#### What is expected:
Make a verbatim copy of the records; pictures stay out.
^^^^^^^^^^^^^^^^
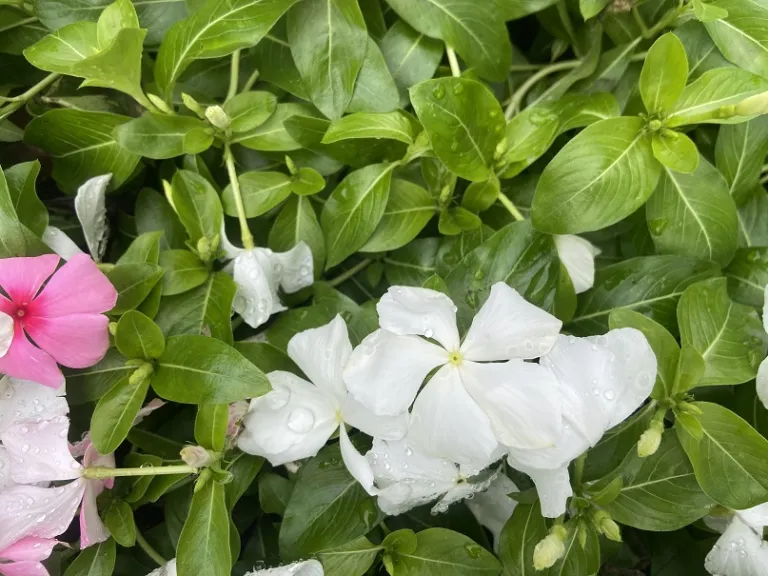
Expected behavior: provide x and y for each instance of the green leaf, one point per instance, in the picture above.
(693, 215)
(464, 122)
(739, 153)
(651, 484)
(201, 370)
(138, 337)
(97, 560)
(197, 203)
(82, 146)
(328, 41)
(701, 99)
(203, 548)
(730, 461)
(211, 426)
(409, 208)
(675, 150)
(662, 343)
(441, 552)
(393, 125)
(479, 36)
(354, 209)
(616, 174)
(216, 29)
(729, 336)
(261, 191)
(133, 283)
(119, 521)
(650, 285)
(162, 136)
(328, 508)
(664, 74)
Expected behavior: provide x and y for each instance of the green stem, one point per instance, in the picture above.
(245, 232)
(453, 61)
(148, 550)
(510, 206)
(101, 472)
(347, 274)
(234, 76)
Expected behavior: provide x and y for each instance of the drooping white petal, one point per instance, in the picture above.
(447, 423)
(60, 243)
(91, 210)
(295, 269)
(385, 372)
(384, 427)
(740, 551)
(292, 421)
(356, 463)
(256, 299)
(508, 326)
(521, 399)
(419, 311)
(322, 353)
(40, 451)
(578, 257)
(493, 507)
(22, 400)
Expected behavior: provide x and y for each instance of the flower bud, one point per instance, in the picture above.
^^^^^^^^^^^^^^^^
#### Answer:
Expected behavior: provide x and y for each instance of the green leaf, one point per instance, in the picture above.
(693, 215)
(464, 122)
(739, 153)
(651, 484)
(201, 370)
(138, 337)
(97, 560)
(197, 203)
(82, 146)
(328, 41)
(701, 99)
(203, 548)
(730, 461)
(211, 426)
(409, 208)
(675, 150)
(662, 343)
(441, 552)
(393, 125)
(479, 36)
(354, 209)
(616, 174)
(216, 29)
(729, 336)
(261, 191)
(133, 283)
(119, 521)
(650, 285)
(162, 136)
(328, 508)
(664, 74)
Expected behavior: provide x and y for each instance of the green stem, one point per instance, in the picture above.
(245, 232)
(453, 61)
(148, 550)
(510, 206)
(101, 472)
(347, 274)
(234, 76)
Expected behavior: provide x and y for each instance of the drooping white petal, one point per instance, in the picture above.
(447, 423)
(60, 243)
(91, 210)
(295, 269)
(385, 372)
(384, 427)
(740, 551)
(292, 421)
(356, 463)
(256, 299)
(508, 326)
(521, 399)
(419, 311)
(322, 353)
(40, 451)
(578, 257)
(493, 507)
(22, 400)
Expected behavior: provide x and y for each instance of the flower bud, one point per instance, in the picture above.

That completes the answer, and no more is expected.